[Relevés d'étiquetage de localisation]

================

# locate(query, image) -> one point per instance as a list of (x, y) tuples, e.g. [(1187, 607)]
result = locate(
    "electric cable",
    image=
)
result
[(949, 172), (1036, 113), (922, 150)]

================

:: TÂCHE DEMANDÉE ::
Recopiez toutes ces lignes, requêtes comprises, en mettant à l'échelle chaque coordonnée des réponses de tous les items : multipliez-la par 1,6, puis arrondissez-la à l'entier le plus proche, les demies vers le haut. Ne modifiez ni les nombres des requêtes ni ceux de leurs exemples de format.

:: RÉPONSE ATTENDUE ::
# locate(query, image) -> one point per instance as a list of (x, y) tuples, e.g. [(1187, 607)]
result = locate(
    "electric cable",
    image=
)
result
[(1518, 275), (1658, 181), (1475, 240)]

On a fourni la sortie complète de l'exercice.